──────── Recorded data ────────
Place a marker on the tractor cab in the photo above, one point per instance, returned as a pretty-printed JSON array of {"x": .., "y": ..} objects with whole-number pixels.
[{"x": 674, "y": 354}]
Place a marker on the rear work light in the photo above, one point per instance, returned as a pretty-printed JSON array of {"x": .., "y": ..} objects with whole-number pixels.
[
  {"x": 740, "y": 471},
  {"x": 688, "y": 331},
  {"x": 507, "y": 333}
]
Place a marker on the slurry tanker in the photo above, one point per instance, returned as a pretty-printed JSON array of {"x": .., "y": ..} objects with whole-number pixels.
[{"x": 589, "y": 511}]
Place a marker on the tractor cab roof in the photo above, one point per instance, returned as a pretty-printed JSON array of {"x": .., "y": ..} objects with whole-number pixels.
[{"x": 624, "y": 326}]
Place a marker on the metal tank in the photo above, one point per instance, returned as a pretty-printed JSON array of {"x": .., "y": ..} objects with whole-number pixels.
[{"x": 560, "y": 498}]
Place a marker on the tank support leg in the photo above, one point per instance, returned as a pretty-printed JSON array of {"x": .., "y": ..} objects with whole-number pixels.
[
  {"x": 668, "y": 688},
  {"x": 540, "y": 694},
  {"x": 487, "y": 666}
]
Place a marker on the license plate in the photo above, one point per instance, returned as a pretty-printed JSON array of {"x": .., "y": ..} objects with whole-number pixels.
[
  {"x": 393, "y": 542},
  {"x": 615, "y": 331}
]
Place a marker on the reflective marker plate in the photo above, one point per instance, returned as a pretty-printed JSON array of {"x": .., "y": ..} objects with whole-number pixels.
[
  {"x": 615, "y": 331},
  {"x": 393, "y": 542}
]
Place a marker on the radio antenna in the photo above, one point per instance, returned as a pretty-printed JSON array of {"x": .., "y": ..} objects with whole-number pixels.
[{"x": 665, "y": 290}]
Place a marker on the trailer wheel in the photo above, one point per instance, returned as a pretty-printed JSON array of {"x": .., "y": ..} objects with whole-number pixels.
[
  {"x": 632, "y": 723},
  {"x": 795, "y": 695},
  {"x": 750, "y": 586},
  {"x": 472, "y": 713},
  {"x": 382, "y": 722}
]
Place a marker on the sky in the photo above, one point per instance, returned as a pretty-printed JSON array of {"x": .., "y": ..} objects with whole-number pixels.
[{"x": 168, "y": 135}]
────────
▸ **Set task**: Output exactly the lines from the one containing "Place a marker on the trailer" through the last line of the entries, both ends included.

▸ **Task response**:
Place a marker on the trailer wheel in the photo above, one point per instance, returned as a pretty-printed JSON array of {"x": .., "y": ..} objects with whole-number pixels.
[
  {"x": 632, "y": 723},
  {"x": 795, "y": 695},
  {"x": 750, "y": 586},
  {"x": 472, "y": 713},
  {"x": 382, "y": 722}
]
Place a marker on the sky in the photo above, one point per instance, returned as a pretty-printed JSON array of {"x": .., "y": ..} objects with whole-number pixels.
[{"x": 168, "y": 135}]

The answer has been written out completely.